(Named region outline records)
╭──

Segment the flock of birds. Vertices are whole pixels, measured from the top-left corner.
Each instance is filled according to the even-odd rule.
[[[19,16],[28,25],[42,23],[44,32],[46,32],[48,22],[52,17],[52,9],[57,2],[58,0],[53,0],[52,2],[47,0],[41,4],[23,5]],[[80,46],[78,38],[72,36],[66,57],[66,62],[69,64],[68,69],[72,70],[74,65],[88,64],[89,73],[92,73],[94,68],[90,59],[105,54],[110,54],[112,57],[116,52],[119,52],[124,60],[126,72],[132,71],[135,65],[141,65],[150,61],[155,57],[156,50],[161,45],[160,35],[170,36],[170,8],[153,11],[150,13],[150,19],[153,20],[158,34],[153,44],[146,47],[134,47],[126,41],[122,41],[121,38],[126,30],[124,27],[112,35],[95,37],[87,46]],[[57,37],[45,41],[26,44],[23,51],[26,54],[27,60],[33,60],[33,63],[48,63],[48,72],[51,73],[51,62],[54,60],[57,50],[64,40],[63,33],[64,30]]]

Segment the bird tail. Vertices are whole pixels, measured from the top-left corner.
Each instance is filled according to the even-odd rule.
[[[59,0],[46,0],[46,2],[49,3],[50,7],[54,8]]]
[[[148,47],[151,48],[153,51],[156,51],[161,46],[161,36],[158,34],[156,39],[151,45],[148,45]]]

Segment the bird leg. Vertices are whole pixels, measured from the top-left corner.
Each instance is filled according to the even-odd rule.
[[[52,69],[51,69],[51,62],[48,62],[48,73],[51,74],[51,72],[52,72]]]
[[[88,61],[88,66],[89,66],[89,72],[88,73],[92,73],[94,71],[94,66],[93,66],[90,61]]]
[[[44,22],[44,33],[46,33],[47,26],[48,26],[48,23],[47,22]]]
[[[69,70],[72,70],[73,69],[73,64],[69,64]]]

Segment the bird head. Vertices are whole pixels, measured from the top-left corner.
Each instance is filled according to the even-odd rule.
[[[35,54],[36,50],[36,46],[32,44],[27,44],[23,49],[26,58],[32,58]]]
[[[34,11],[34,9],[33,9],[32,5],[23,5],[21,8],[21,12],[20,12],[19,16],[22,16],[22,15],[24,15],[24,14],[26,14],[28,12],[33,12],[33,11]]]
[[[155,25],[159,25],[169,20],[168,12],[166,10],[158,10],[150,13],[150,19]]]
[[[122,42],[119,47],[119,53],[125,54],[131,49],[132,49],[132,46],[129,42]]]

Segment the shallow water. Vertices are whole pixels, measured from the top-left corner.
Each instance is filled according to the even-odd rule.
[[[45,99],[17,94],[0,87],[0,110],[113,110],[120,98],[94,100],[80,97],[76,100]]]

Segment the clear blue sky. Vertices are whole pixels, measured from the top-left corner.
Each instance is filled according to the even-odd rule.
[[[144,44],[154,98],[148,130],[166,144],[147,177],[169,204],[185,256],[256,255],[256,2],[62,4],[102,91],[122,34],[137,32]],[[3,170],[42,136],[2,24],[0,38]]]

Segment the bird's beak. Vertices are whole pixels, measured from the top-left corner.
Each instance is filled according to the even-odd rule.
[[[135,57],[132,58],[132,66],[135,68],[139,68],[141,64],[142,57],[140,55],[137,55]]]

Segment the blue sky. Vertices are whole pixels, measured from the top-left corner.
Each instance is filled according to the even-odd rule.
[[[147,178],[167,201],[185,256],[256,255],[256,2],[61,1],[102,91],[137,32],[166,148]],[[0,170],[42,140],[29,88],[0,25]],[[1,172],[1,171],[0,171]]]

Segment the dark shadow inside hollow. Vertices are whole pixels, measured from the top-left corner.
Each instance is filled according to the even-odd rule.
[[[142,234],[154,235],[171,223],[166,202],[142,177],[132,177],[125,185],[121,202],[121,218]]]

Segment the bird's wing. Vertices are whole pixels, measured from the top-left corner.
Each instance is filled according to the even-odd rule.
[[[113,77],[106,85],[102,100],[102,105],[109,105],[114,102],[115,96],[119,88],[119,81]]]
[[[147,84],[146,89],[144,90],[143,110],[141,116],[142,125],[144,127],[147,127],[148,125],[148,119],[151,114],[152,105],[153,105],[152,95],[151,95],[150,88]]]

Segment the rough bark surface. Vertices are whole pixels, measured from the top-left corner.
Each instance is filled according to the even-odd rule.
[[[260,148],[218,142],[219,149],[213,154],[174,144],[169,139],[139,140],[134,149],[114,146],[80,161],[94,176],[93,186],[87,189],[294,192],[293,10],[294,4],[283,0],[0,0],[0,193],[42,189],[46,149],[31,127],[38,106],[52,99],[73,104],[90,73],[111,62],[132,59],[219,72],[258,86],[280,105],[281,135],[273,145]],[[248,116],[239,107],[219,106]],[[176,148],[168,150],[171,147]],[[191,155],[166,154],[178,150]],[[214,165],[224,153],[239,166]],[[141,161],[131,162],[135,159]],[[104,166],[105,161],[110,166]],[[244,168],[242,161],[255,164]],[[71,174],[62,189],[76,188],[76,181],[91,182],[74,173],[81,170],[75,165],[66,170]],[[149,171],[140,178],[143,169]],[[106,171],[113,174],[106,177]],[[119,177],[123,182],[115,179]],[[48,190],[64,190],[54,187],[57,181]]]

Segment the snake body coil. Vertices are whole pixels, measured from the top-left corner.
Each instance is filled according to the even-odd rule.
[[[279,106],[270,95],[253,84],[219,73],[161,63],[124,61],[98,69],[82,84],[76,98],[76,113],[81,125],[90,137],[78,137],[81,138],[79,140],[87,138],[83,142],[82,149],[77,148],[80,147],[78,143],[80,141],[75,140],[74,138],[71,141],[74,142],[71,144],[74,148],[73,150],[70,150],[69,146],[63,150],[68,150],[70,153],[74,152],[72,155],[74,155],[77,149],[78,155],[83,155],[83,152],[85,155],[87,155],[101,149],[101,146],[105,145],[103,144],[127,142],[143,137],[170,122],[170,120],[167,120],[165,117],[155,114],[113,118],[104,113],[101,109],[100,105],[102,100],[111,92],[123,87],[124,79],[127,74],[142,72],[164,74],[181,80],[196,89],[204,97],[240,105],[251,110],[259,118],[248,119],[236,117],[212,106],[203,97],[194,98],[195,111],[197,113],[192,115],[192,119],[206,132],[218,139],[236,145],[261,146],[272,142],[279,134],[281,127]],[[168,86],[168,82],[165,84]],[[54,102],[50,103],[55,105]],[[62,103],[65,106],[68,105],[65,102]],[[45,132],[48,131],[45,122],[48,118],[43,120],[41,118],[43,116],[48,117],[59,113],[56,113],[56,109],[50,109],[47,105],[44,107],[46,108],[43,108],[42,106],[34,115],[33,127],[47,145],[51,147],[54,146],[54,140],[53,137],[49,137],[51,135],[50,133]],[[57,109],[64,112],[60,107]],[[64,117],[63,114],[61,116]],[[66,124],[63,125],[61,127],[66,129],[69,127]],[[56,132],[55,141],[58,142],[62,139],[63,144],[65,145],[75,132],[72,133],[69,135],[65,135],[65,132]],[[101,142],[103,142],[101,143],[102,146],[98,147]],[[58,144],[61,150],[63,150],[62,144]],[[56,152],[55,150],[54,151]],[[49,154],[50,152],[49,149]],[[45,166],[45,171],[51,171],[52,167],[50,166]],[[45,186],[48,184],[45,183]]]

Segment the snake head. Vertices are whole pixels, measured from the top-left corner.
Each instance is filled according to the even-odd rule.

╰──

** Short problem **
Make an exact copy of every line in the data.

** Written answer **
Segment the flock of birds. Vertices are whole pixels, measured from the top-left corner.
Each instance is filled according to the even-odd rule.
[[[19,16],[28,25],[42,23],[44,32],[46,32],[48,22],[52,17],[52,9],[57,2],[58,0],[53,0],[52,2],[47,0],[41,4],[23,5]],[[80,46],[78,38],[72,36],[66,57],[66,62],[69,64],[68,69],[72,70],[74,65],[88,64],[89,73],[92,73],[94,68],[90,59],[105,54],[110,54],[112,57],[116,52],[119,52],[124,60],[126,72],[132,71],[135,65],[141,65],[150,61],[155,57],[156,50],[161,45],[160,35],[170,36],[170,8],[153,11],[150,13],[150,19],[153,20],[158,34],[153,44],[146,47],[134,47],[126,41],[122,41],[121,38],[126,30],[124,27],[112,35],[95,37],[87,46]],[[57,37],[45,41],[26,44],[23,51],[26,54],[27,60],[33,60],[33,63],[48,63],[48,72],[51,73],[51,62],[54,60],[57,50],[64,40],[63,33],[64,30]]]

Segment the bird tail. Vertices are whole pixels, measured from the top-left corner.
Each instance is filled according to the even-odd rule.
[[[59,0],[46,0],[46,2],[49,3],[50,7],[54,8]]]
[[[148,47],[151,48],[153,51],[156,51],[161,46],[161,36],[158,34],[156,39],[151,45],[148,45]]]

Segment the bird leg. Vertices are whole pixels, measured from the top-left corner.
Each instance is filled according to the even-odd rule.
[[[52,69],[51,69],[51,62],[48,62],[48,73],[51,74],[51,72],[52,72]]]
[[[88,61],[88,66],[89,66],[89,72],[88,73],[92,73],[94,71],[94,66],[93,66],[90,61]]]
[[[44,22],[44,33],[46,33],[47,26],[48,26],[48,23],[47,22]]]
[[[69,70],[72,70],[73,69],[73,64],[69,64]]]

Segment the bird head. Vertices are whole pixels, measured from the top-left corner.
Each instance is filled according to the even-odd rule.
[[[35,54],[36,50],[36,46],[32,44],[27,44],[23,49],[26,58],[32,58]]]
[[[34,11],[34,9],[33,9],[32,5],[23,5],[21,8],[21,12],[20,12],[19,16],[22,16],[22,15],[24,15],[24,14],[26,14],[28,12],[33,12],[33,11]]]
[[[155,25],[159,25],[169,20],[168,12],[166,10],[158,10],[150,13],[150,19]]]
[[[122,42],[119,47],[119,53],[125,54],[131,49],[132,49],[132,46],[129,42]]]

Segment the shallow water. Vertices are whole pixels, measured from the top-left corner.
Each instance is filled according to the even-odd rule.
[[[45,99],[17,94],[0,87],[0,110],[113,110],[120,98],[94,100],[80,97],[76,100]]]

Segment the clear blue sky. Vertices are whole pixels, measured from the top-left corner.
Each instance is filled according to the even-odd rule.
[[[144,44],[154,98],[148,130],[166,144],[147,177],[169,204],[185,256],[256,255],[256,2],[62,4],[102,91],[122,34],[137,32]],[[3,170],[42,136],[2,24],[0,38]]]

Segment the bird's beak. Vertices are whole pixels, measured from the top-left corner.
Each instance is filled according to the even-odd rule.
[[[135,57],[132,58],[132,66],[135,68],[139,68],[141,64],[142,57],[140,55],[137,55]]]

Segment the blue sky. Vertices are whole pixels, measured from the top-left corner.
Each instance is filled according to the even-odd rule.
[[[147,178],[167,201],[185,256],[256,255],[256,2],[61,1],[102,91],[137,32],[166,148]],[[0,170],[42,140],[29,88],[0,25]],[[1,172],[1,171],[0,171]]]

Segment the dark shadow inside hollow. Vertices are whole pixels, measured from the top-left corner.
Each instance is filled according to the even-odd rule.
[[[142,234],[154,235],[171,223],[166,202],[142,177],[132,177],[125,185],[121,202],[121,218]]]

Segment the bird's wing. Vertices are whole pixels, measured from the top-left corner.
Each instance is filled according to the even-odd rule.
[[[113,77],[106,85],[102,100],[102,105],[109,105],[114,102],[115,96],[119,88],[119,81]]]
[[[147,84],[146,89],[144,90],[143,110],[141,116],[142,125],[144,127],[147,127],[148,125],[148,119],[151,114],[152,105],[153,105],[152,95],[151,95],[150,88]]]

Segment the rough bark surface. Vertices are whole pixels, measured from the top-left corner.
Each instance is filled according to the even-odd rule.
[[[260,148],[218,142],[219,149],[213,154],[174,144],[169,139],[139,140],[134,149],[114,146],[80,161],[94,176],[93,186],[87,189],[294,192],[293,10],[294,4],[283,0],[0,0],[0,193],[42,189],[46,149],[31,127],[38,106],[52,99],[73,104],[90,73],[111,62],[132,59],[219,72],[258,86],[280,105],[281,135],[273,145]],[[248,116],[239,107],[219,106]],[[176,148],[168,150],[171,147]],[[191,155],[166,154],[178,150]],[[214,165],[224,153],[239,166]],[[141,161],[131,162],[135,159]],[[104,166],[105,161],[110,166]],[[244,168],[242,161],[255,164]],[[71,174],[62,189],[76,188],[76,181],[91,182],[74,173],[81,170],[75,165],[66,170]],[[149,171],[140,178],[143,169]],[[106,171],[113,174],[106,177]],[[119,177],[123,182],[115,179]],[[48,190],[64,190],[54,187],[57,181]]]

Segment the snake body coil. Vertices are whole pixels, measured from the top-left corner.
Each instance is filled according to the even-odd rule.
[[[279,106],[270,95],[253,84],[219,73],[161,63],[124,61],[98,69],[82,84],[76,98],[76,113],[81,125],[90,137],[78,137],[81,138],[79,140],[87,138],[83,142],[82,149],[77,148],[80,147],[78,143],[80,141],[75,140],[74,138],[71,141],[74,142],[71,144],[74,148],[73,150],[70,150],[69,146],[63,150],[68,150],[70,153],[74,152],[72,155],[74,155],[77,149],[78,155],[83,155],[83,152],[85,155],[87,155],[101,149],[101,146],[105,145],[103,144],[127,142],[143,137],[170,122],[170,120],[167,120],[165,117],[155,114],[113,118],[104,113],[101,109],[100,105],[102,100],[111,92],[123,87],[124,79],[127,74],[142,72],[164,74],[181,80],[196,89],[204,97],[240,105],[251,110],[259,118],[248,119],[236,117],[212,106],[203,97],[194,98],[195,111],[197,113],[192,115],[192,119],[206,132],[218,139],[236,145],[261,146],[272,142],[279,134],[281,127]],[[168,86],[168,82],[165,84]],[[54,102],[50,103],[55,105]],[[62,103],[65,106],[68,105],[65,102]],[[45,132],[48,131],[45,122],[48,118],[43,120],[41,118],[43,116],[48,117],[59,113],[56,113],[56,109],[50,109],[47,105],[44,107],[46,108],[43,108],[42,106],[34,115],[33,127],[47,145],[51,147],[54,146],[54,140],[53,137],[49,137],[51,135],[50,133]],[[57,109],[64,112],[60,107]],[[64,117],[63,114],[61,116]],[[66,124],[63,125],[61,127],[66,129],[69,127]],[[56,132],[55,141],[58,142],[62,139],[63,144],[65,145],[75,132],[72,133],[69,135],[65,135],[65,132]],[[101,142],[103,142],[101,143],[102,146],[98,147]],[[58,144],[61,150],[63,150],[62,144]],[[56,152],[55,150],[54,151]],[[49,154],[50,152],[49,149]],[[45,166],[45,171],[51,171],[52,167],[50,166]],[[45,186],[48,184],[45,183]]]

Segment the snake head. Vertices are whole pixels, measured from the top-left corner.
Each instance is filled according to the even-odd rule.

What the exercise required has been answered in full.